Instructions to follow
Please pull out each line of the records below that contains the word "instance". Case counts.

■ ■ ■

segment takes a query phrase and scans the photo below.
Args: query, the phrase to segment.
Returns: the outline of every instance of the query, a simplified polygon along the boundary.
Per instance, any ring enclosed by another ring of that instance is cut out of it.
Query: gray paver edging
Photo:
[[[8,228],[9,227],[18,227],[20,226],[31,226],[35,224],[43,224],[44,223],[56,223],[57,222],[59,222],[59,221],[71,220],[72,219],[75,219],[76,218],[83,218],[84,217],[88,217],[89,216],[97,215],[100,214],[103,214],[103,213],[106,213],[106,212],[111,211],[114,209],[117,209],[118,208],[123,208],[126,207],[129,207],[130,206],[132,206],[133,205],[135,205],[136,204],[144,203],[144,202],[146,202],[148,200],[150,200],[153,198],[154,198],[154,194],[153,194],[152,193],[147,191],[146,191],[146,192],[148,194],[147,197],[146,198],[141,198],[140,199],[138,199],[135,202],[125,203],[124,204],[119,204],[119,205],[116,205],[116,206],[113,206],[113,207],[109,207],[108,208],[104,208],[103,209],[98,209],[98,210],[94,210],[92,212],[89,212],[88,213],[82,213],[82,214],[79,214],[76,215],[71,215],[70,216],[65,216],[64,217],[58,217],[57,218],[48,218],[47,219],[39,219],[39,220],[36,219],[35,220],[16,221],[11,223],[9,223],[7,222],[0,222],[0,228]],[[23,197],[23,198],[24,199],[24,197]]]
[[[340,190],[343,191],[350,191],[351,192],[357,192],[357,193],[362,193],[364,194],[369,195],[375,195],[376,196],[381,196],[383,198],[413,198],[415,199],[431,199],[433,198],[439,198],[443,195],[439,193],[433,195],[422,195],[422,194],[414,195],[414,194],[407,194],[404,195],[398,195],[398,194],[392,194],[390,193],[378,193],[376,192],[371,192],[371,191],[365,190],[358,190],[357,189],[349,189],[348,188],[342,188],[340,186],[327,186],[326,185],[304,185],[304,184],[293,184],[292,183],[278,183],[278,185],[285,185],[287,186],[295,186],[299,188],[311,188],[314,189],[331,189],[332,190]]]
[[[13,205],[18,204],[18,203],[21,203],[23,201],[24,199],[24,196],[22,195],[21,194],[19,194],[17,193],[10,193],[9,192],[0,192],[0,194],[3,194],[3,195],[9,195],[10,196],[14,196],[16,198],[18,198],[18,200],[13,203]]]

■ ■ ■

Solution to this task
Returns: the outline of every instance of the query, a simplified polygon along the boundary.
Per instance, any ring enclosed by another ring of that instance is cut out of it.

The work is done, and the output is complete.